TEKSTFRAGMENT
● ● ● ● ●
Dat werd extra duidelijk op Prinsjesdag. De cijfers zien er in grote lijnen mooi uit. Minister Hoekstra presenteerde een begrotingsoverschot, een dalende staatsschuld en stijgende koopkracht. Maar hij vertelde er ook bij dat er geen garanties zijn.
Dat was wel verstandig van hem. Ik herinner me nog de trotse minister Wouter Bos die op 16 september 2008 een begrotingsoverschot presenteerde met goede vooruitzichten voor de komende jaren. Ondanks het feit dat de wereld al in crisis was. Maar Nederland is er beter tegen bestand, merkte hij op. Wij waren resistent tegen de financiële problemen die de wereld overvlogen. Op 3 oktober 2018 moest hij ABN AMRO en Fortis van de ondergang redden. En niet veel later steeg het overheidstekort tot ongekende hoogte.
Vragen genoeg
Verstandig dus van Hoekstra dat hij uitgebreid inging op de onzekerheden. Wat gaat brexit ons brengen? Hoe gaat de handelsoorlog tussen de VS en China zich ontwikkelen? Houdt de EU het droog als je kijkt naar ontwikkelingen in Italië? Vragen genoeg te verzinnen.
Eigenlijk is er maar een goed antwoord op: zorg dat je voorbereid bent. Onzekerheid vindt niemand leuk, maar als je zorgt dat je een appel voor de dorst hebt, hoef je niet gelijk in paniek te raken als het tegen zit. Dat geldt privé en zakelijk, maar dat geldt zeker ook macro.
Wat dat betreft heeft Noorwegen het slimmer gedaan dan Nederland. Terwijl wij de vele miljarden die we verdiend hebben aan gaswinning gebruikt hebben voor het dekken van de overheidsbegroting, hebben de Noren hun energiemiljarden opgepot. Het gaat maar liefst om 900 miljard euro. En dat terwijl er maar zo’n 5 miljoen Noren zijn. Per persoon hebben ze dus een spaarpot van bijna 2 ton.
● ● ● ● ●
GEGEVEN MATERIAAL
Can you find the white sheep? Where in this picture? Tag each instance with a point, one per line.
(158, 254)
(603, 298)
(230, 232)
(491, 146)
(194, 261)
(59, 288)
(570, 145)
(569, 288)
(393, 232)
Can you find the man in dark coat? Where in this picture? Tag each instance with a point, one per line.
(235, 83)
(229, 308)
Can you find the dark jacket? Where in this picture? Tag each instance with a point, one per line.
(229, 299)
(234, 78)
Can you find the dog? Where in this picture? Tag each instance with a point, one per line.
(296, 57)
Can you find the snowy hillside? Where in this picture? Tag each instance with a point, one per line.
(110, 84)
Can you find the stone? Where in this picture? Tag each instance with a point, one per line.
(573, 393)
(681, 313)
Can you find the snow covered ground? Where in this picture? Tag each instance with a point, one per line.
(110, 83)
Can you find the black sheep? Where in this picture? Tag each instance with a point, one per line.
● ● ● ● ●
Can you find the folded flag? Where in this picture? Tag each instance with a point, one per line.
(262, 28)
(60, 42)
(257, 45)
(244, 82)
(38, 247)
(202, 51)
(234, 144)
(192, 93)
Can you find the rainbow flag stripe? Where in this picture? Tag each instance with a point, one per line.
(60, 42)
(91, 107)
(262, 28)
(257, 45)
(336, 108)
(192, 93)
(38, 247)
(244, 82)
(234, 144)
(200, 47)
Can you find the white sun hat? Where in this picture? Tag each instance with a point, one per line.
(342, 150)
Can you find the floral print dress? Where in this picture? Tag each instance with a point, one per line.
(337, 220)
● ● ● ● ●
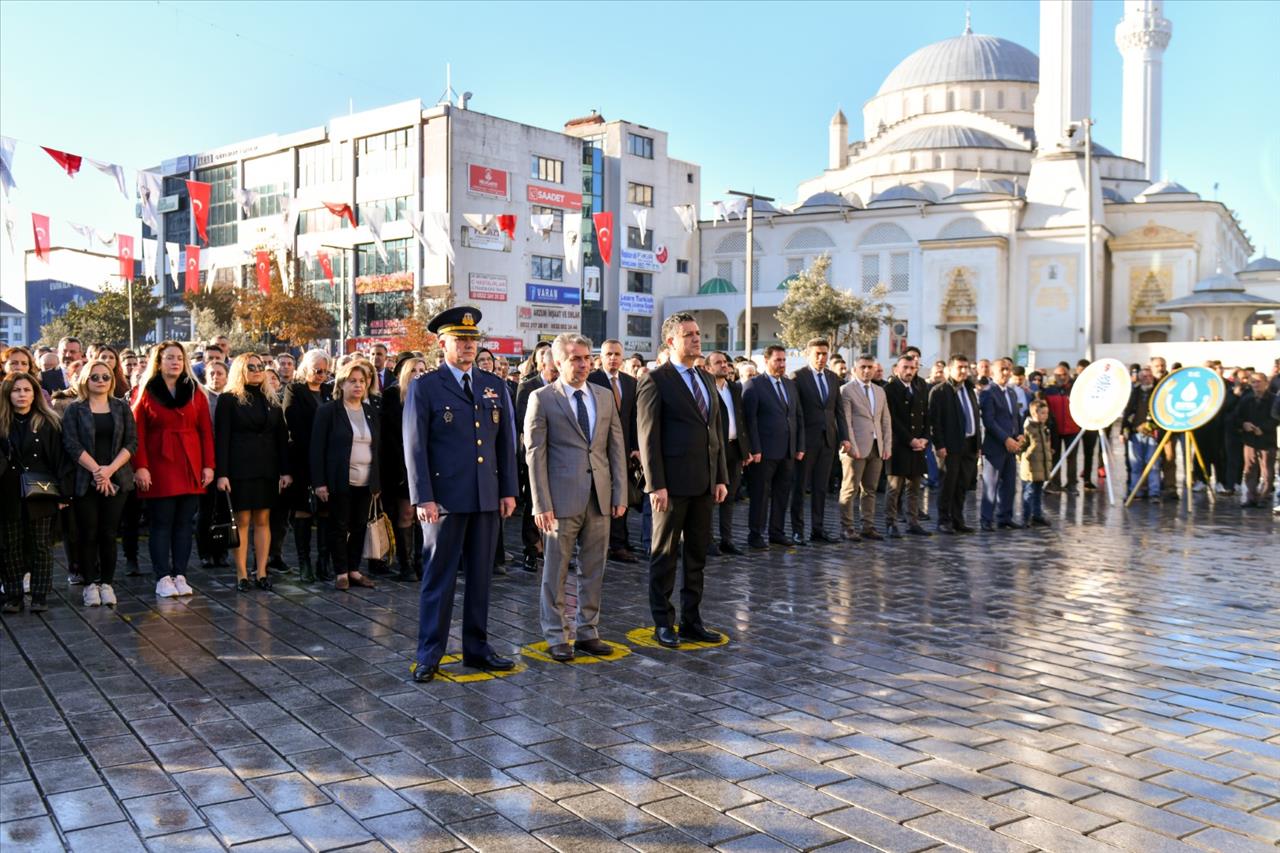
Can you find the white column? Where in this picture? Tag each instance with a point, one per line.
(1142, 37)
● ● ● ● ●
OEFENINGEN
1: Klopt elke bewering hieronder met de tekst over Prinsjesdag? Antwoord steeds met ja of nee en citeer de woorden uit die tekst die de doorslag geven.
(a) Minister Hoekstra presenteerde een stijgende staatsschuld.
(b) Er zijn ongeveer 5 miljoen Noren.
(c) Nederland heeft de miljarden uit gaswinning opgepot.
2: Schrijf de tekst over Prinsjesdag verder na de laatste zin.

ANTWOORDEN PER OPDRACHT
1:
(a) Nee: "een dalende staatsschuld"
(b) Ja: "En dat terwijl er maar zo’n 5 miljoen Noren zijn."
(c) Nee: "Terwijl wij de vele miljarden die we verdiend hebben aan gaswinning gebruikt hebben voor het dekken van de overheidsbegroting"

2:
In Nederland zijn we al blij als de schuld daalt. Maar wil je echt op rozen zitten als het misgaat dan moet je geen schuld, maar vermogen hebben. Dat zag je ook terug in het bedrijfsleven toen de crisis op grote schaal losbrak. Hoe meer weerstandsvermogen bedrijven hadden, hoe makkelijker ze de moeilijke tijden doorkwamen. Ik ken bedrijven die sinds die tijd geen vreemd vermogen meer aantrekken. Ze willen niet nog eens aan de leiband van de bank lopen.
Knoppen
Traditioneel zijn er eigenlijk maar twee echte knoppen waar je aan kan draaien als de tegenwind fors opsteekt. Dat is aan de ene kant het op laten lopen van de schuld en aan de andere kant het laten zakken van de rente. Als je dat voldoende kunt doen zonder in de problemen te komen dan ben je behoorlijk resistent tegen macro onzekerheid. Momenteel zitten we qua schuld nog steeds boven het niveau van voor de vorige crisis. En we hebben gezien hoe hard de schuld dan kan oplopen waardoor pijnlijke bezuinigingen nodig zijn. En wie deze column elke week volgt, weet dat er qua rente al helemaal geen ruimte meer zit. Hopelijk duurt het nog even voor de volgende crisis uitbreekt en gaan politici harder werken aan resistentie.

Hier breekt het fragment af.